- [PASSAGE SHOWN]
--
I seem to have found a pattern in my own internal workings. In the fall, I work furiously and get a lot done. Around the time of the winter holidays, I almost always do major personal web site changes and upgrades according to a mental list I’ve compiled over the previous year.
In the spring, I shake off the winter (I’m not a fan of winter), I brew my first batch of beer for the season (which symbolizes the end of winter, because I brew outdoors), and my brain starts to be flooded with new ideas. They range from the simplistic (maybe we should consider replacing windows in the house this year), to the slightly odd (why isn’t there a bluetooth setup that pairs two devices and alerts you if they get out of range, so if my daughter strays too far…), to the really useful (I should really take on that woodworking project to build that bookcase we desperately need), to the GEEKY!
This year I seem to be having a lot of geeky ideas. The difference is that, this year, I finally feel empowered enough to go after some of them. One idea that has come up is building an online brewer’s workshop. I would just build a GUI to do this for myself, but then I’d have to deal with which widget set to use, which platforms to support, and whatever else. Also, the final step in the evolution of a lot of GUIs is webification anyway. So I *think* this might be a job for Python, and I *think* I might try to do this using Django, which is fully supported by my web host (finally – see yesterday’s post)!
Brewing is one of those things that you can make as complex as you care to get. I started brewing with a buddy using a Coleman picnic cooler, a few buckets, and some odds and ends from the kitchen. Now I have a full three keg system, with pumps, plate chillers (small plate heat exchangers), fancy false bottoms, cool valves and tubing, and it involves relatively little manual labor. And that complexity can infect recipe development as well. Hops add bitterness by leeching alpha acids into the wort (the liquid that is not yet beer). Hop utilization calculations can be non-trivial and depend on many other factors in your system. Other characteristics depend heavily on the percent of available sugars you’re able to extract from the grains, your ability to keep a mash at a given temperature for a fixed period of time. This is easier to predict if you know, for example, the thermal mass of the vessels involved, and how much heat will be lost when you combine water and grain and stir. There are also proteins at work in the mash which can gum things up enough to make draining the liquid off a chore, so knowing what water/grain ratio to use is also important. And how quickly can you bring wort from boiling down to a temperature more friendly to yeast at the end of the cycle?
--
- [SUPPLIED INFORMATION]
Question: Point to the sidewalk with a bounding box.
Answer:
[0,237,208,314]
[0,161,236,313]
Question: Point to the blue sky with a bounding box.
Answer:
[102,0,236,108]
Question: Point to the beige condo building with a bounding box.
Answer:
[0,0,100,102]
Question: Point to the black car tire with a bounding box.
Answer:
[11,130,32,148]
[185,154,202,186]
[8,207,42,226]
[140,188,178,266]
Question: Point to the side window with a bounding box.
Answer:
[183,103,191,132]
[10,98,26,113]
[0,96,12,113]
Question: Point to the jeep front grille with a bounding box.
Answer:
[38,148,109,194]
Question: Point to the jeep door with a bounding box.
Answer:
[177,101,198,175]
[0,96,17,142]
--
- [ASSIGNMENT A]
Rework the brewing post, beginning at the words "I seem to have" and stopping after "to the GEEKY!", with "cold season" in place of "winter".
- [ASSIGNMENT B]
Carry the brewing post forward from its final sentence.
The rows are separate material and are not part of the brewing post.

- [ANSWER SPACE A]
I seem to have found a pattern in my own internal workings. In the fall, I work furiously and get a lot done. Around the time of the cold season holidays, I almost always do major personal web site changes and upgrades according to a mental list I’ve compiled over the previous year.
In the spring, I shake off the cold season (I’m not a fan of cold season), I brew my first batch of beer for the season (which symbolizes the end of cold season, because I brew outdoors), and my brain starts to be flooded with new ideas. They range from the simplistic (maybe we should consider replacing windows in the house this year), to the slightly odd (why isn’t there a bluetooth setup that pairs two devices and alerts you if they get out of range, so if my daughter strays too far…), to the really useful (I should really take on that woodworking project to build that bookcase we desperately need), to the GEEKY!

- [ANSWER SPACE B]
That’s a small fraction of the considerations you *could* make when brewing. I didn’t even touch on pH and water characteristics, or yeast attenuation! Needless to say, brewing with any consistency would be a great challenge and take a good bit more preparation without some tool to help you figure out how much water you’ll need, how many ounces of hops for how long, and how much grain you need to mash (and for how long), etc. There are lots of tools to help brewers out with this kind of stuff (ProMash is a popular one). The problem I have is that these tools are mostly commercial, proprietary, platform-specific ventures. I’d like to put one on the web that is at least “good enough”, and free for anyone to use. I’m open source that way (I’m happy to release the source as well).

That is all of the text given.